> _Requirement 1_
Can you print the records word for word, starting at their beginning and going on through the line that contains "x=103, y=14", with both ends included and the pictures left out?

> _Extracted text_
•••

Hell yeah Nancy. Bring it!

Don’t forget reloads.

Unindicted Co-Conspirator Bottomless Pinocchio

I will never call him anything else ever again for obvious reasons. Well, until he gets indicted.

You see, Individual 1 told Michael Cohen to pay off an Adult Sex Worker so that his custom was not made public during his campaign for the Presidency.

And it wasn’t Hillary who Bill owes one anyway.

In the normal course of events this is highly illegal and Michael Cohen is sitting in a cell this very day for being an accomplice to the crime. It’s a fact, you could look it up.

So that’s “Individual 1”, do you think there’s any connection with the mysterious “-1” (an imaginary number, you can’t have less than nothing, wait until I take it’s Square Root when I get downright irrational)?

A Mysterious ‘-1’ and Other Call Records Show How Giuliani Pressured Ukraine
By Sharon LaFraniere and Julian E. Barnes, Washington Post
Dec. 3, 2019

In the two days before President Trump forced out the American ambassador to Ukraine in April, his personal lawyer Rudolph W. Giuliani was on the phone with the White House more than a dozen times.

Phone records cited in the impeachment report released Tuesday by the House Intelligence Committee illustrate the sprawling reach of Mr. Giuliani’s campaign first to remove the ambassador, Marie L. Yovanovitch, then to force Ukraine’s new government to announce criminal investigations for Mr. Trump’s political gain.

That effort accelerated through the spring and summer into a full-court press to force Ukraine’s new president to accede to Mr. Trump’s wishes or risk losing $391 million in military assistance desperately needed to hold off Russian-led forces waging a separatist war in eastern Ukraine.

From March 26 to Aug. 8, as he developed an irregular foreign policy channel that eventually sidelined both National Security Council and State Department aides, Mr. Giuliani — who is not a government employee — was in touch with top-ranking officials, the newly revealed call records suggested.

He reached out to Secretary of State Mike Pompeo; the national security adviser at the time, John R. Bolton; Representative Devin Nunes, the top Republican on the Intelligence Committee itself; midlevel White House officials; the Fox News host Sean Hannity; a conservative columnist; an associate who has been charged in a scheme related to Ms. Yovanovitch’s ouster; and the owner of a mysterious number, “-1.”

•••

> _Record list_
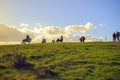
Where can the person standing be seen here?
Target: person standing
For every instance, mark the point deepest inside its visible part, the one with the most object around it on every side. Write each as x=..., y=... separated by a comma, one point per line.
x=117, y=35
x=114, y=37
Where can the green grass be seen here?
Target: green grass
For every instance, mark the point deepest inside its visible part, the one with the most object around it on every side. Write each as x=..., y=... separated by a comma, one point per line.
x=70, y=61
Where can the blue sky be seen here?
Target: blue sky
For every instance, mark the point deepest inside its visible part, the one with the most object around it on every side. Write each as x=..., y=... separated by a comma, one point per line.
x=103, y=14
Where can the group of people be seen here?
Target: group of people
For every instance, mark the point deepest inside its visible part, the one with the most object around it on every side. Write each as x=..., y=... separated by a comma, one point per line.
x=116, y=36
x=28, y=39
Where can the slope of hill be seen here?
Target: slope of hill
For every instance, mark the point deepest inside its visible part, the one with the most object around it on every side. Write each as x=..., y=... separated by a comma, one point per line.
x=60, y=61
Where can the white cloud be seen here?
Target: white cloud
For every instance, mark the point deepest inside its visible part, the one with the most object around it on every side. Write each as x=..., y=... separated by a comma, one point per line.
x=24, y=25
x=102, y=25
x=80, y=28
x=10, y=34
x=71, y=33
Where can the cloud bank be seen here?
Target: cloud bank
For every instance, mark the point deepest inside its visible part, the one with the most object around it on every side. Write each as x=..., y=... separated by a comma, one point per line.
x=49, y=32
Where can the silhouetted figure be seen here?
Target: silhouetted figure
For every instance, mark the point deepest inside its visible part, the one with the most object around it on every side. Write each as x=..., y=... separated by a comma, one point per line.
x=53, y=41
x=44, y=40
x=82, y=39
x=114, y=37
x=117, y=36
x=60, y=40
x=27, y=39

•••

> _Requirement 2_
In the post on Giuliani and Ukraine, why was the $391 million in military assistance desperately needed?

> _Written response 1_
Where can the person standing be seen here?
Target: person standing
For every instance, mark the point deepest inside its visible part, the one with the most object around it on every side. Write each as x=..., y=... separated by a comma, one point per line.
x=117, y=35
x=114, y=37
Where can the green grass be seen here?
Target: green grass
For every instance, mark the point deepest inside its visible part, the one with the most object around it on every side. Write each as x=..., y=... separated by a comma, one point per line.
x=70, y=61
Where can the blue sky be seen here?
Target: blue sky
For every instance, mark the point deepest inside its visible part, the one with the most object around it on every side. Write each as x=..., y=... separated by a comma, one point per line.
x=103, y=14

> _Written response 2_
Ukraine desperately needed the aid to hold off Russian-led forces waging a separatist war in eastern Ukraine.